▶ **PROMPT**: Render the listing, from its first line through the line containing "xmin=284 ymin=340 xmax=304 ymax=380", as a Markdown table with the columns Row and Line. Number each line and leave out blank lines.
--- --- ---
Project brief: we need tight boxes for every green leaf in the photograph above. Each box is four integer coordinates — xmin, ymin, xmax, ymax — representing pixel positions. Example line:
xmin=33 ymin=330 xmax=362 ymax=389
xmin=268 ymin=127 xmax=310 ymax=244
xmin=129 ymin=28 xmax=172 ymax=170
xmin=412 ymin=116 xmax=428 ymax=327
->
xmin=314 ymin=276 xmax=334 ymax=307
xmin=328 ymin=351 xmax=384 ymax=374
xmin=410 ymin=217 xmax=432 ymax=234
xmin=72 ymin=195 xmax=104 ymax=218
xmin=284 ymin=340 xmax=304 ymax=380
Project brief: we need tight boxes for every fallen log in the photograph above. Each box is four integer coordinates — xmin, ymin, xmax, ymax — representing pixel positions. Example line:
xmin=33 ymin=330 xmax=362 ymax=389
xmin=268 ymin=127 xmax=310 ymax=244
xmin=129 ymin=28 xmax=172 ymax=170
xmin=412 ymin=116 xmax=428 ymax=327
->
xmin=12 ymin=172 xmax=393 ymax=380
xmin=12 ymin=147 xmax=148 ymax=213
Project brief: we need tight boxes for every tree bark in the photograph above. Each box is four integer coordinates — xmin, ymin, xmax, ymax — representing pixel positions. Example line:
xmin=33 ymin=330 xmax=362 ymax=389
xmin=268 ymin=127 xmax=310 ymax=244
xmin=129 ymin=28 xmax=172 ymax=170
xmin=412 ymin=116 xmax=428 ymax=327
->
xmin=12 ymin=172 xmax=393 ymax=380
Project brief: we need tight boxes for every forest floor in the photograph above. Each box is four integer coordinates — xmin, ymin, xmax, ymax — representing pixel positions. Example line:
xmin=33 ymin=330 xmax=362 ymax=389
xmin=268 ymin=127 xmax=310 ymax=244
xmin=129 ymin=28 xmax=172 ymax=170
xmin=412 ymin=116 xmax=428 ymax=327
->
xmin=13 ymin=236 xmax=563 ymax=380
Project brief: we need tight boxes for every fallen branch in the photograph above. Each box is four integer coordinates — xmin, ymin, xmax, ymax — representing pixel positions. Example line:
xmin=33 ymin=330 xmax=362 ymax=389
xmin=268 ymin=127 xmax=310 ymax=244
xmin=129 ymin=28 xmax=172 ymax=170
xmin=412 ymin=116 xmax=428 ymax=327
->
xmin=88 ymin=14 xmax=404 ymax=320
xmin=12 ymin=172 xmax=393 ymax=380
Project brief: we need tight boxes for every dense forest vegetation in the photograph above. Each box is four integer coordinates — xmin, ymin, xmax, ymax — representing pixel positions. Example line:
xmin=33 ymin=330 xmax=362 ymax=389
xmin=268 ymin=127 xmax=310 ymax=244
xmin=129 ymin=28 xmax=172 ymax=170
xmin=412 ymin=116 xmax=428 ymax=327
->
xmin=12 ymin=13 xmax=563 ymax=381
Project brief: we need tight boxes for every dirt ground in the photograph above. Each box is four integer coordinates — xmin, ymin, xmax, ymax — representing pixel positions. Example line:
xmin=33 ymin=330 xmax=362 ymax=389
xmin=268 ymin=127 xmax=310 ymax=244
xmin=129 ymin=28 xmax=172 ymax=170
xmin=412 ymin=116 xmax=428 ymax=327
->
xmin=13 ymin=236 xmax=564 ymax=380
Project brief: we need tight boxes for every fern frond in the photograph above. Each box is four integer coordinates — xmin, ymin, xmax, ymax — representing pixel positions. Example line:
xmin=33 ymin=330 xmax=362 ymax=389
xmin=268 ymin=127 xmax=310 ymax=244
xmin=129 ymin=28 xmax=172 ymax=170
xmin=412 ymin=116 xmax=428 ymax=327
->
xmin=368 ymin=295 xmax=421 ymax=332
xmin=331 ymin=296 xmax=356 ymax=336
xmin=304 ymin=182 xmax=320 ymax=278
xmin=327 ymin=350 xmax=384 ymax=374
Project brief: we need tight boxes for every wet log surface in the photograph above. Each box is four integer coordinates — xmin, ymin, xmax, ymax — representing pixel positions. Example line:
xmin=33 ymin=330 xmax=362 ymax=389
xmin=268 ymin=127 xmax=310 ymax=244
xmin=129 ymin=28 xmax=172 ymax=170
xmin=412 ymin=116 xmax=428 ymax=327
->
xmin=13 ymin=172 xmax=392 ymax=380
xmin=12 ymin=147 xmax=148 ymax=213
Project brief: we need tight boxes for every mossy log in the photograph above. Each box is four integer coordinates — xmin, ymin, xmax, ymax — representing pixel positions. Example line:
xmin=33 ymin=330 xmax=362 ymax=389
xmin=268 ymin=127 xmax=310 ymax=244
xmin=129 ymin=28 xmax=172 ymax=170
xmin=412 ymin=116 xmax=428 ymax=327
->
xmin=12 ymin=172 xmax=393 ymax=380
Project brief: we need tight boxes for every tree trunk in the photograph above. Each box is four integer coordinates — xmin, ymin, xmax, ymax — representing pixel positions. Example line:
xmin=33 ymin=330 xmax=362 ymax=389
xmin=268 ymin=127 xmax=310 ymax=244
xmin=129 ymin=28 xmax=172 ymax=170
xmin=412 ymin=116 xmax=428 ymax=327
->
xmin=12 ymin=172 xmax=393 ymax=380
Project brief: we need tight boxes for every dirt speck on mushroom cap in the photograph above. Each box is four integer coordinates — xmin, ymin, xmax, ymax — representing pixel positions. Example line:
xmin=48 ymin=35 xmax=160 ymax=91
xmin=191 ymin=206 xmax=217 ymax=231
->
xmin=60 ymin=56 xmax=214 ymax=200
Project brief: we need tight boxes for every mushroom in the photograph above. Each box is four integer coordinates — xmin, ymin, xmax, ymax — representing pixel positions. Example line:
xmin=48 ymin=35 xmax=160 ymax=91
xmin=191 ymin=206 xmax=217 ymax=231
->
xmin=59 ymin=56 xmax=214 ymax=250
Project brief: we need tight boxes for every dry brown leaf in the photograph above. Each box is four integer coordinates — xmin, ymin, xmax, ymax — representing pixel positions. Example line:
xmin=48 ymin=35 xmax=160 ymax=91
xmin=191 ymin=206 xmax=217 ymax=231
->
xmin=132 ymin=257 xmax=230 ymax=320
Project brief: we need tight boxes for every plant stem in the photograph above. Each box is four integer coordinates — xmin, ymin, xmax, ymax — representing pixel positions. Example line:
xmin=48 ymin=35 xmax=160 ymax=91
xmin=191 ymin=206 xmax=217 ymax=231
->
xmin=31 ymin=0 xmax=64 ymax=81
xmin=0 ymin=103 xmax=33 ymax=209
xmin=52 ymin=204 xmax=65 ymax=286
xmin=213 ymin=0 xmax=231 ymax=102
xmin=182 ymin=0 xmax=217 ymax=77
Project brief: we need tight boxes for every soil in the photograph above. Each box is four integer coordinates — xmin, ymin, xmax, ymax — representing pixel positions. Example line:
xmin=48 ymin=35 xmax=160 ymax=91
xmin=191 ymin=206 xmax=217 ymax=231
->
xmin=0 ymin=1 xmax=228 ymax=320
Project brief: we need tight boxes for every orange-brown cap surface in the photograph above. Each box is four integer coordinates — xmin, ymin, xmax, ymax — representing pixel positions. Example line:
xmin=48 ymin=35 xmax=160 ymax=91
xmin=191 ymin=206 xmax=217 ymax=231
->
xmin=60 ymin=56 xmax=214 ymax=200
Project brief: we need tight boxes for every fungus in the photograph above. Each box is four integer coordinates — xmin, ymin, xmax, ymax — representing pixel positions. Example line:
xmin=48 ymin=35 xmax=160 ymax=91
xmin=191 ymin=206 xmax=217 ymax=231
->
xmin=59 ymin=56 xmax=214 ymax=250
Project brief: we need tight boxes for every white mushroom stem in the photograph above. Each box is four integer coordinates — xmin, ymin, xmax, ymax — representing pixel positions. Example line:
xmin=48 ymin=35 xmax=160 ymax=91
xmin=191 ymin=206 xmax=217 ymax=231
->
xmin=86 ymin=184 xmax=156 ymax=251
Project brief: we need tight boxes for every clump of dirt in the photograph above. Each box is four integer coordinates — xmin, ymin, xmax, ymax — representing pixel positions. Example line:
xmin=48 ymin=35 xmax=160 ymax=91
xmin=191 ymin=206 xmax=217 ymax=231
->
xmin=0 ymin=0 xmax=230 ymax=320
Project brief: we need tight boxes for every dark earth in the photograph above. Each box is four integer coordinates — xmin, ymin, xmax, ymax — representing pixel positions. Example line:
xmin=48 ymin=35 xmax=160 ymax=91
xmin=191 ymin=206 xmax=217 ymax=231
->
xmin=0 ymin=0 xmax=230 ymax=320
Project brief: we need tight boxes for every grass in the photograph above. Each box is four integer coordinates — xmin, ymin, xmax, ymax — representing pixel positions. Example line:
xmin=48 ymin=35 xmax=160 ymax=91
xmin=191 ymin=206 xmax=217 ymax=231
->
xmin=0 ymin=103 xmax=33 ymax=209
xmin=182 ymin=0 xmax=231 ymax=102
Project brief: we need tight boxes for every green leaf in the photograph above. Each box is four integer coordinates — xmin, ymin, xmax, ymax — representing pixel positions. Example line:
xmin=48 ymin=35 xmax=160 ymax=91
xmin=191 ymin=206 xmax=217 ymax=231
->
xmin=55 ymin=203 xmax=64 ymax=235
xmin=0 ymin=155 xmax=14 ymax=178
--- --- ---
▶ **WRITTEN RESPONSE**:
| Row | Line |
|---|---|
| 1 | Project brief: we need tight boxes for every green leaf in the photograph above. Each box is four integer coordinates — xmin, ymin, xmax, ymax — representing pixel positions. Example line: |
| 2 | xmin=33 ymin=330 xmax=362 ymax=389 |
| 3 | xmin=268 ymin=127 xmax=310 ymax=244 |
| 4 | xmin=129 ymin=28 xmax=172 ymax=170 |
| 5 | xmin=412 ymin=116 xmax=428 ymax=327 |
| 6 | -> |
| 7 | xmin=314 ymin=276 xmax=334 ymax=307 |
| 8 | xmin=328 ymin=351 xmax=384 ymax=374 |
| 9 | xmin=410 ymin=217 xmax=432 ymax=234 |
| 10 | xmin=72 ymin=195 xmax=104 ymax=218 |
| 11 | xmin=284 ymin=340 xmax=304 ymax=380 |